**REQUIREMENT:**
According to the article on the Girl Scouts leadership survey, what fund-raising goal has the organization set for programs supporting leadership development for girls?

**EXTRACT TO READ:**
=== Section Start ===

Through the survey of 1,001 girls ages 8 to 17, a portrait emerges of how young women see the barriers to their assuming leadership roles in a country where government and businesses are still dominated by men.
Among the key findings are that three in nine girls think that while women can succeed in business, they rarely become corporate executives; and many believe they are more burdened by family than men are as they try to succeed in their careers.
The results of the study were released as the Girl Scouts announced that it was throwing its clout behind a new campaign to cultivate the female leaders of tomorrow, saying too many girls are dropping out as contenders to be the next corporate executives or cutting-edge scientists.
The aim is to create equal representation of women and men in all leadership sectors of society within a generation.
Ana Maria Chavez, the organization's chief executive officer, said girls are ready to lead but often don't have the confidence to step up.
"We see that they have the potential to step into leadership roles," she said. "They just currently don't have the support system in place to take the next step."
The effort is beginning with a 12-month awareness campaign - including $76 million in contributed media - that will include a website, www.togetherthere.org, as well as public service announcements on posters and on television.
In some of the advertisements, a girl is shown in a boardroom surrounded by middle-aged white men or depicted as a police chief sitting at her desk.
The Girl Scouts also has set a $1 billion fund-raising goal for programs to support leadership development for girls.
The new campaign comes as the organization works to reverse a 14 percent decline in membership between 2006 and 2010. Last year saw the first increase since 2003, from 878,754 to 887,758 members.
Chavez said the campaign was not a membership drive.
"It's really [about] changing the dialogue around the perception of girls and what they can accomplish," she said.
The scarcity of female leaders at the top of corporations - particularly in science, engineering, and technology fields - has been well-documented. For instance, last year's Study of California Women Business Leaders by the University of California-Davis found that women held 9.7 percent of top executive and board jobs at 400 of the largest publicly held companies in California, home of the tech engine of Silicon Valley.
"Most women at the highest ranks of leadership are faced with a choice of whether or not to put their family or work first. It's almost impossible to do both well," said Rachel Simmons, the cofounder of the Girls Leadership Institute and author of the book The Curse of the Good Girl.
The government picture was no brighter in 2011. According to the White House Project, a national women's leadership advocacy organization, the U.S. ranked in 72d place below Rwanda and Cuba in women's political representation.
Lowenstein, who attended Simmons' Girls Leadership Institute and blogs for the organization, is keenly aware of the challenge facing women seeking political office, whether of the student body or at the national level.
She said that during the 2008 presidential election, she was disheartened by the way Hillary Rodham Clinton was portrayed, while at the same time inspired that a woman was being taken seriously for the country's highest office.
"Hillary was often pegged as frantic or almost too invested, in some sense, or too emotional," she said. "I feel like men are very rarely questioned in that way."
Catherine Steiner-Adair, a clinical psychologist and author of Full of Ourselves: A Wellness Program to Advance Girl Power, Health and Leadership, said those images can be particularly powerful shapers of how girls view leadership.
"Every child, every girl, watches very carefully how women are really treated," she said.

=== Section End ===

**Recorded data:**
=== Section Start ===

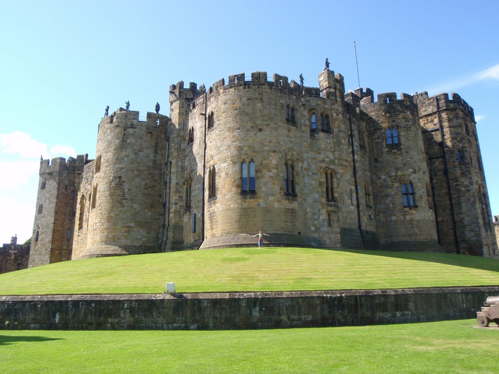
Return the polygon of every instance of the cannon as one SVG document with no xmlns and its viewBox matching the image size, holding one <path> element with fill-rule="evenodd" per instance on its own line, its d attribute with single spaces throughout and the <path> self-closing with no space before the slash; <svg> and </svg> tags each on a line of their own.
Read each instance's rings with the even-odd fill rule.
<svg viewBox="0 0 499 374">
<path fill-rule="evenodd" d="M 482 327 L 487 327 L 491 321 L 499 325 L 499 296 L 489 296 L 482 311 L 477 312 L 477 321 Z"/>
</svg>

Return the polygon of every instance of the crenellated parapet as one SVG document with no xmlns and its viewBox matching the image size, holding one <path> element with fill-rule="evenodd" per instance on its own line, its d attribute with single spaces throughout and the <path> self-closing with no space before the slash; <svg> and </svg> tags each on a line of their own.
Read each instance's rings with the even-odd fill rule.
<svg viewBox="0 0 499 374">
<path fill-rule="evenodd" d="M 454 109 L 461 110 L 475 120 L 475 114 L 472 108 L 459 95 L 453 92 L 451 98 L 449 94 L 444 93 L 433 96 L 428 96 L 427 92 L 423 91 L 414 95 L 418 102 L 419 112 L 421 116 L 428 115 L 439 110 Z"/>
</svg>

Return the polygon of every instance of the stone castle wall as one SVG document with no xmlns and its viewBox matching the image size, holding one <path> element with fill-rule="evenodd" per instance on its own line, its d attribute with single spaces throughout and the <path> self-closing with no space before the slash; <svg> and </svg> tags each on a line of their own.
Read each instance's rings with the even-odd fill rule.
<svg viewBox="0 0 499 374">
<path fill-rule="evenodd" d="M 0 247 L 0 274 L 26 269 L 29 259 L 30 245 L 25 248 L 17 244 L 16 236 L 12 236 L 9 243 Z"/>
<path fill-rule="evenodd" d="M 254 245 L 259 230 L 274 245 L 499 256 L 473 109 L 458 95 L 375 102 L 328 69 L 318 88 L 255 72 L 169 95 L 169 118 L 103 118 L 95 160 L 41 162 L 30 266 Z"/>
<path fill-rule="evenodd" d="M 93 173 L 78 194 L 73 259 L 159 251 L 167 125 L 165 116 L 141 121 L 122 108 L 101 121 Z"/>
<path fill-rule="evenodd" d="M 399 249 L 422 241 L 435 250 L 437 232 L 426 196 L 429 180 L 425 149 L 412 97 L 402 94 L 398 99 L 394 93 L 381 94 L 374 102 L 369 96 L 362 99 L 361 108 L 374 119 L 368 134 L 382 248 Z M 394 134 L 390 142 L 387 131 Z M 406 194 L 405 201 L 402 186 L 409 192 L 410 185 L 413 194 Z"/>
<path fill-rule="evenodd" d="M 497 254 L 473 110 L 456 94 L 416 96 L 441 243 L 448 252 Z"/>
</svg>

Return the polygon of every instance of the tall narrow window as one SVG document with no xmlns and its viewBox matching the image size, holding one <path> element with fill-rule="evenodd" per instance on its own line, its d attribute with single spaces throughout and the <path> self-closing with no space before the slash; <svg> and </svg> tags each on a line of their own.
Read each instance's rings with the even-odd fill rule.
<svg viewBox="0 0 499 374">
<path fill-rule="evenodd" d="M 289 184 L 290 190 L 291 193 L 295 193 L 294 189 L 294 168 L 292 165 L 289 166 Z"/>
<path fill-rule="evenodd" d="M 254 191 L 256 189 L 256 181 L 255 180 L 254 163 L 250 162 L 250 190 Z"/>
<path fill-rule="evenodd" d="M 208 171 L 208 198 L 215 196 L 215 167 L 213 166 Z"/>
<path fill-rule="evenodd" d="M 191 209 L 191 188 L 192 183 L 192 181 L 190 179 L 188 179 L 185 182 L 185 210 L 186 210 Z"/>
<path fill-rule="evenodd" d="M 287 164 L 284 164 L 284 193 L 289 192 L 289 184 L 287 179 Z"/>
<path fill-rule="evenodd" d="M 397 132 L 397 129 L 393 128 L 390 129 L 388 128 L 386 129 L 386 144 L 396 144 L 399 142 L 398 134 Z"/>
<path fill-rule="evenodd" d="M 90 205 L 90 207 L 92 209 L 95 207 L 95 205 L 97 203 L 97 185 L 94 186 L 93 189 L 92 190 L 92 203 Z"/>
<path fill-rule="evenodd" d="M 78 218 L 78 229 L 83 228 L 83 216 L 85 214 L 85 195 L 82 195 L 80 198 L 80 214 Z"/>
<path fill-rule="evenodd" d="M 366 193 L 366 205 L 367 206 L 371 206 L 371 191 L 369 189 L 369 185 L 367 183 L 364 185 L 364 189 Z"/>
<path fill-rule="evenodd" d="M 334 182 L 335 175 L 334 170 L 326 169 L 324 171 L 326 178 L 326 199 L 334 199 Z"/>
<path fill-rule="evenodd" d="M 294 194 L 296 193 L 294 187 L 294 168 L 292 165 L 284 164 L 284 193 Z"/>
<path fill-rule="evenodd" d="M 215 125 L 215 122 L 213 119 L 213 112 L 212 112 L 208 115 L 208 128 L 211 129 Z"/>
<path fill-rule="evenodd" d="M 415 206 L 414 203 L 414 191 L 412 183 L 402 184 L 402 198 L 404 206 Z"/>
<path fill-rule="evenodd" d="M 243 190 L 248 190 L 248 164 L 243 163 L 241 165 L 241 181 L 243 185 Z"/>
<path fill-rule="evenodd" d="M 256 184 L 254 161 L 251 161 L 249 163 L 245 162 L 241 164 L 241 178 L 244 191 L 248 192 L 256 190 Z"/>
</svg>

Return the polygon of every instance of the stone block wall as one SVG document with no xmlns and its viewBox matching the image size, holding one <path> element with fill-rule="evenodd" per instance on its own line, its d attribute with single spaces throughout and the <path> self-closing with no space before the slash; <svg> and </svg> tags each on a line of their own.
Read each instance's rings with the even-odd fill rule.
<svg viewBox="0 0 499 374">
<path fill-rule="evenodd" d="M 362 326 L 476 317 L 499 287 L 0 297 L 11 330 L 227 330 Z"/>
</svg>

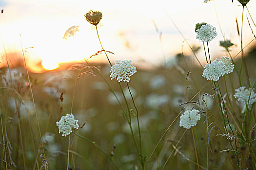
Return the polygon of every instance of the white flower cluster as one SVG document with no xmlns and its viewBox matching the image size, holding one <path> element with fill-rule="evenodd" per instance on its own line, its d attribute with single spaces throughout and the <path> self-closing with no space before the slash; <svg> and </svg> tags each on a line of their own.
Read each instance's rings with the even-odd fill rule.
<svg viewBox="0 0 256 170">
<path fill-rule="evenodd" d="M 188 129 L 197 125 L 197 121 L 201 119 L 201 115 L 198 110 L 187 110 L 180 116 L 179 126 Z"/>
<path fill-rule="evenodd" d="M 248 104 L 249 108 L 251 108 L 253 103 L 256 102 L 256 94 L 254 92 L 254 88 L 252 89 L 252 92 L 251 95 L 250 95 L 251 89 L 247 89 L 244 86 L 240 87 L 235 90 L 236 93 L 234 95 L 234 97 L 236 99 L 237 99 L 237 101 L 241 102 L 242 104 L 245 105 L 246 104 Z"/>
<path fill-rule="evenodd" d="M 226 74 L 227 68 L 223 61 L 215 59 L 212 63 L 204 66 L 205 69 L 202 76 L 207 80 L 218 81 L 220 77 Z"/>
<path fill-rule="evenodd" d="M 78 120 L 75 119 L 75 117 L 71 113 L 63 116 L 59 121 L 56 122 L 56 125 L 59 127 L 59 133 L 62 132 L 62 136 L 66 136 L 72 132 L 72 128 L 78 129 L 79 125 Z"/>
<path fill-rule="evenodd" d="M 233 72 L 234 68 L 235 68 L 235 65 L 232 64 L 232 62 L 231 62 L 231 59 L 228 57 L 226 56 L 220 56 L 221 58 L 221 59 L 217 59 L 216 60 L 218 61 L 223 61 L 225 63 L 225 65 L 227 66 L 227 69 L 226 70 L 226 74 L 228 74 Z"/>
<path fill-rule="evenodd" d="M 216 28 L 209 24 L 202 25 L 196 32 L 197 39 L 201 42 L 210 42 L 217 36 Z"/>
<path fill-rule="evenodd" d="M 118 82 L 123 81 L 129 83 L 129 77 L 137 72 L 137 70 L 136 68 L 132 64 L 132 61 L 126 60 L 121 62 L 121 60 L 119 60 L 111 67 L 110 72 L 111 73 L 111 80 L 117 79 Z"/>
<path fill-rule="evenodd" d="M 74 25 L 73 27 L 69 28 L 65 32 L 65 34 L 64 34 L 64 36 L 62 38 L 64 39 L 67 39 L 68 38 L 69 38 L 71 36 L 72 36 L 74 37 L 75 36 L 75 35 L 76 35 L 77 32 L 79 31 L 79 26 Z"/>
</svg>

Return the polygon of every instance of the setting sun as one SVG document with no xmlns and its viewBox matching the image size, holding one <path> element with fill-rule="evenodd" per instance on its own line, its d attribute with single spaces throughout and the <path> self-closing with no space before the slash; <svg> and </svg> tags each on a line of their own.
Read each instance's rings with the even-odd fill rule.
<svg viewBox="0 0 256 170">
<path fill-rule="evenodd" d="M 45 69 L 51 70 L 57 68 L 59 67 L 59 64 L 54 62 L 47 62 L 44 61 L 42 62 L 42 67 Z"/>
</svg>

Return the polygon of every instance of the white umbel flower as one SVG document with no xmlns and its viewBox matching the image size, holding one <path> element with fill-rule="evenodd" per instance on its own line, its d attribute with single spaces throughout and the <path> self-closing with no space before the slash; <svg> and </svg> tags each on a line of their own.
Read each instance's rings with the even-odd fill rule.
<svg viewBox="0 0 256 170">
<path fill-rule="evenodd" d="M 233 72 L 234 68 L 235 68 L 235 65 L 232 64 L 232 62 L 231 62 L 231 59 L 228 57 L 221 56 L 221 59 L 216 59 L 217 61 L 223 61 L 225 63 L 225 65 L 227 66 L 227 69 L 226 70 L 226 74 L 228 74 Z"/>
<path fill-rule="evenodd" d="M 217 36 L 216 28 L 209 24 L 202 25 L 196 32 L 197 39 L 201 42 L 210 42 Z"/>
<path fill-rule="evenodd" d="M 75 119 L 72 113 L 63 116 L 59 121 L 56 122 L 56 125 L 59 127 L 59 133 L 62 133 L 62 136 L 65 136 L 72 132 L 72 128 L 77 129 L 79 128 L 78 120 Z"/>
<path fill-rule="evenodd" d="M 197 125 L 197 121 L 201 119 L 201 115 L 198 110 L 187 110 L 180 116 L 179 126 L 187 129 Z"/>
<path fill-rule="evenodd" d="M 223 76 L 227 70 L 227 66 L 223 61 L 215 59 L 211 64 L 204 66 L 205 69 L 203 71 L 203 76 L 207 80 L 218 81 L 219 77 Z"/>
<path fill-rule="evenodd" d="M 111 80 L 117 79 L 118 82 L 123 81 L 129 83 L 130 77 L 137 72 L 136 68 L 132 64 L 131 60 L 121 60 L 117 61 L 110 69 Z"/>
<path fill-rule="evenodd" d="M 254 92 L 254 88 L 252 90 L 251 95 L 250 95 L 251 89 L 247 89 L 244 86 L 240 87 L 235 91 L 236 93 L 235 93 L 234 97 L 237 99 L 237 101 L 241 102 L 245 105 L 248 104 L 249 108 L 251 108 L 253 103 L 256 102 L 256 94 Z"/>
</svg>

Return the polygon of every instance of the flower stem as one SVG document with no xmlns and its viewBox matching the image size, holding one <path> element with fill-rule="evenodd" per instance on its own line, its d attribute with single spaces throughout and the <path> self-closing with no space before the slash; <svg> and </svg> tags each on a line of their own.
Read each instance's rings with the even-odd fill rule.
<svg viewBox="0 0 256 170">
<path fill-rule="evenodd" d="M 105 54 L 106 54 L 106 56 L 107 56 L 107 58 L 108 59 L 108 62 L 109 63 L 109 64 L 110 65 L 110 66 L 112 66 L 111 62 L 110 62 L 110 60 L 109 60 L 109 58 L 108 57 L 108 55 L 107 55 L 107 53 L 106 53 L 105 50 L 104 50 L 104 49 L 103 48 L 102 44 L 101 44 L 101 41 L 100 41 L 99 36 L 98 36 L 98 29 L 97 28 L 97 26 L 96 26 L 95 27 L 96 27 L 96 31 L 97 32 L 97 35 L 98 36 L 98 40 L 99 41 L 99 43 L 100 44 L 100 46 L 101 46 L 101 48 L 102 49 L 102 50 L 104 51 L 104 52 L 105 52 Z"/>
</svg>

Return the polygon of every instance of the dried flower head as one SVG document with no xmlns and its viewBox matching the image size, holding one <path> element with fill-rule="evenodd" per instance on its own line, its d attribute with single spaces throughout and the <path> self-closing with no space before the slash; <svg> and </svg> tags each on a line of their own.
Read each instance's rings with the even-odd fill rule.
<svg viewBox="0 0 256 170">
<path fill-rule="evenodd" d="M 75 119 L 72 113 L 63 116 L 59 121 L 56 122 L 56 125 L 59 127 L 59 133 L 62 132 L 62 136 L 65 136 L 72 132 L 72 128 L 77 129 L 79 128 L 78 120 Z"/>
<path fill-rule="evenodd" d="M 225 40 L 219 41 L 219 46 L 224 47 L 225 49 L 228 49 L 234 45 L 230 40 Z"/>
<path fill-rule="evenodd" d="M 117 79 L 118 82 L 123 81 L 128 83 L 130 82 L 130 77 L 137 72 L 137 70 L 132 64 L 132 61 L 126 60 L 121 62 L 121 60 L 119 60 L 111 67 L 110 72 L 111 73 L 111 80 Z"/>
<path fill-rule="evenodd" d="M 251 90 L 252 90 L 252 92 L 251 92 Z M 241 86 L 235 91 L 236 93 L 234 97 L 243 104 L 245 105 L 248 104 L 249 108 L 251 108 L 253 103 L 256 102 L 256 94 L 254 92 L 254 88 L 247 89 L 245 87 Z"/>
<path fill-rule="evenodd" d="M 201 42 L 210 42 L 217 36 L 216 28 L 209 24 L 202 25 L 197 30 L 197 39 Z"/>
<path fill-rule="evenodd" d="M 231 59 L 228 57 L 226 56 L 221 56 L 221 59 L 216 59 L 217 61 L 222 61 L 225 63 L 225 65 L 227 66 L 227 69 L 226 69 L 226 74 L 228 74 L 233 72 L 234 68 L 235 68 L 235 65 L 232 64 Z"/>
<path fill-rule="evenodd" d="M 246 4 L 249 2 L 250 0 L 237 0 L 238 2 L 242 4 L 243 6 L 246 5 Z"/>
<path fill-rule="evenodd" d="M 64 39 L 67 39 L 71 36 L 74 37 L 77 32 L 78 32 L 80 31 L 79 30 L 79 27 L 80 27 L 79 26 L 74 25 L 73 27 L 69 28 L 65 32 L 62 38 Z"/>
<path fill-rule="evenodd" d="M 84 15 L 86 20 L 90 24 L 97 26 L 102 18 L 102 13 L 99 11 L 90 11 Z"/>
<path fill-rule="evenodd" d="M 201 115 L 198 110 L 187 110 L 180 116 L 179 126 L 187 129 L 197 125 L 197 121 L 201 119 Z"/>
<path fill-rule="evenodd" d="M 226 74 L 227 70 L 227 66 L 225 63 L 216 59 L 211 64 L 207 64 L 204 66 L 204 68 L 202 76 L 207 80 L 215 81 L 219 80 L 220 77 Z"/>
</svg>

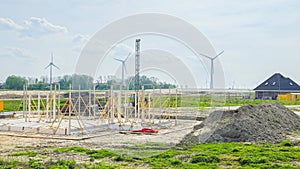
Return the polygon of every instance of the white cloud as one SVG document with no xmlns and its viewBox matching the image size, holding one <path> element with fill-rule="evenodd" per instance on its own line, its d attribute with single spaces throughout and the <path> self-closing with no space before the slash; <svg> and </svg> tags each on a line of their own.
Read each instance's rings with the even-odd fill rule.
<svg viewBox="0 0 300 169">
<path fill-rule="evenodd" d="M 0 18 L 0 29 L 18 31 L 23 29 L 23 27 L 16 24 L 13 20 L 9 18 Z"/>
<path fill-rule="evenodd" d="M 73 36 L 73 42 L 74 43 L 86 43 L 89 40 L 89 36 L 82 35 L 82 34 L 76 34 Z"/>
<path fill-rule="evenodd" d="M 0 30 L 10 30 L 18 32 L 22 37 L 41 37 L 44 35 L 67 33 L 68 29 L 64 26 L 55 25 L 45 18 L 31 17 L 24 20 L 24 24 L 15 23 L 10 18 L 0 18 Z"/>
<path fill-rule="evenodd" d="M 73 46 L 72 51 L 75 53 L 80 53 L 83 46 L 89 41 L 89 36 L 82 35 L 82 34 L 76 34 L 73 36 L 72 42 L 75 43 L 75 46 Z"/>
<path fill-rule="evenodd" d="M 18 47 L 4 47 L 0 49 L 0 57 L 9 57 L 15 59 L 29 60 L 34 59 L 29 50 Z"/>
</svg>

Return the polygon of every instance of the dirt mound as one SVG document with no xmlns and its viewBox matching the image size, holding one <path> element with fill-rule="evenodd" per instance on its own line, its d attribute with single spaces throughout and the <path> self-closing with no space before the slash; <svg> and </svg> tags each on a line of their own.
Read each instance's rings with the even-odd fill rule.
<svg viewBox="0 0 300 169">
<path fill-rule="evenodd" d="M 270 142 L 278 143 L 285 135 L 300 130 L 300 117 L 277 103 L 247 105 L 232 111 L 215 111 L 181 141 Z"/>
</svg>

=== Section End ===

**COMPLETED TASK:**
$1 billion.